Task statement - Copy out all the entries shown below, exactly as they appear.

Saved entries

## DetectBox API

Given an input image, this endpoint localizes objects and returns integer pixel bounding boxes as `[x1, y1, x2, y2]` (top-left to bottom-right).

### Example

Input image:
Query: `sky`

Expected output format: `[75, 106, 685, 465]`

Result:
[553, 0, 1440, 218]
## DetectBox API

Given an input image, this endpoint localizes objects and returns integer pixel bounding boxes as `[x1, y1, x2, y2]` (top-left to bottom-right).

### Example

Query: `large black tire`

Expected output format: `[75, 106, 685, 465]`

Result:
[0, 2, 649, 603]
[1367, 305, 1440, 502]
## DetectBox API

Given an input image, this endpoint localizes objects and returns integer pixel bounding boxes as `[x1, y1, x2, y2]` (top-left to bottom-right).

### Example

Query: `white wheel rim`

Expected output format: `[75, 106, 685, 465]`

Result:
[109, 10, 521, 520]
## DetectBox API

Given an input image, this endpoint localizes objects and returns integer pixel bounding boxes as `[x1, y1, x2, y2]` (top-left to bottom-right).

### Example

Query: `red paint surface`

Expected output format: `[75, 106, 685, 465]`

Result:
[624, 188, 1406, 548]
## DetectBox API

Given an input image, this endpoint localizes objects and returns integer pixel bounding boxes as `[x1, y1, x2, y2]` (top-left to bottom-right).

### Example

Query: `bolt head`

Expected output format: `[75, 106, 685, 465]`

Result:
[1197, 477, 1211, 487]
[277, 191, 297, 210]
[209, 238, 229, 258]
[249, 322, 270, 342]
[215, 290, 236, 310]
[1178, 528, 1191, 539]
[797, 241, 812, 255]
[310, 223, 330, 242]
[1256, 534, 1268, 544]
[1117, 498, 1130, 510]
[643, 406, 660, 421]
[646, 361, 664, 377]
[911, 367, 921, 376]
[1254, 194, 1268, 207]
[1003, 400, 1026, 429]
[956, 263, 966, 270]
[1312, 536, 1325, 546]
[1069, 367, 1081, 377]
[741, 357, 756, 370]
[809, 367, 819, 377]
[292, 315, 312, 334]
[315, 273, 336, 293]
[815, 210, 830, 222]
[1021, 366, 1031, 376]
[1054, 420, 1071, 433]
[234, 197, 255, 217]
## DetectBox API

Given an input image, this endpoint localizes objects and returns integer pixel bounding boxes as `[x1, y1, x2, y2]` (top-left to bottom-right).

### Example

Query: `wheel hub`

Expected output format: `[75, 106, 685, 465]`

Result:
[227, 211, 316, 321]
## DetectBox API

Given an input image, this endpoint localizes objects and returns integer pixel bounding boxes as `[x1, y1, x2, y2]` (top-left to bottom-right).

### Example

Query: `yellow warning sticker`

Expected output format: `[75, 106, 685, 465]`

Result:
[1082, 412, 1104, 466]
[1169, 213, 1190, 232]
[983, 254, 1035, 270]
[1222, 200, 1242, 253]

Expected answer -
## DetectBox API

Given an input image, this endpoint localizes objects and returns integer pixel bounding boxes as `[x1, y1, x2, y2]` (top-left to bottom-right).

### Example

Input image:
Query: `sky`

Expected output format: `[75, 106, 685, 465]`

Result:
[553, 0, 1440, 218]
## DetectBox API

Given an input image, this endpoint localizes objects and returns integer pixel bounding boxes as `[x1, y1, x2, y2]` (top-left to bottom-right).

### Example

Query: `large black tire`

Expected output format: `[75, 106, 685, 465]`

Result:
[0, 2, 649, 603]
[1367, 305, 1440, 502]
## DetectBox API

Given an input image, this endpoint localizes objects and returns integer pixel bounding boxes as `[x1, y1, x2, y2]` (top-left to bottom-right).

### Example

Query: `white wheel rim`

Expected output format: `[75, 106, 685, 465]`

Result:
[109, 10, 521, 520]
## DetectBox API

Given an input image, this endpoint localizes objects and returns integer pixel bounding boxes as `[x1, y1, x2, y2]` (top-left to bottom-right).

### Example

Query: `red paint surface`

Expected output format: `[75, 106, 685, 465]`

Result:
[624, 188, 1406, 548]
## DetectBox API

Given an input image, this endpoint localizes objects and returns integer pixel bounding boxes as `[x1, y1, x2, y2]` (top-left to bottom-right).

### Example

Query: `bolt head`

Expected output format: `[75, 106, 685, 465]`

Result:
[1197, 477, 1211, 487]
[277, 191, 297, 210]
[209, 238, 229, 258]
[249, 322, 270, 342]
[215, 290, 236, 310]
[1178, 528, 1191, 539]
[797, 241, 812, 255]
[310, 223, 330, 242]
[1256, 534, 1268, 544]
[1117, 498, 1130, 510]
[643, 406, 660, 421]
[646, 361, 664, 377]
[911, 367, 921, 376]
[1254, 194, 1268, 207]
[1003, 400, 1026, 429]
[956, 263, 966, 270]
[1312, 536, 1325, 546]
[1069, 367, 1081, 377]
[741, 357, 756, 370]
[809, 367, 819, 377]
[292, 315, 312, 334]
[315, 273, 336, 293]
[815, 210, 830, 222]
[1021, 366, 1031, 376]
[1054, 420, 1071, 433]
[234, 197, 255, 217]
## DetectBox API

Given an input image, this endpoint localizes objects and returns integer pixel bounding boxes as `[x1, y1, x2, y2]` (top-left to bottom-right).

### Example

Query: `wheel hub`

Expected output format: `[75, 106, 685, 465]`

Result:
[227, 211, 316, 321]
## DetectBox API

Given an input image, this endpoint localizes objects and returns integer pixel bounding boxes as `[x1, y1, x2, y2]` (top-left to bottom-right).

### Example

Query: `yellow warning sticker`

Expected output format: `[75, 106, 685, 465]`

Result:
[1082, 412, 1104, 466]
[1169, 213, 1190, 232]
[983, 254, 1035, 270]
[1222, 200, 1242, 253]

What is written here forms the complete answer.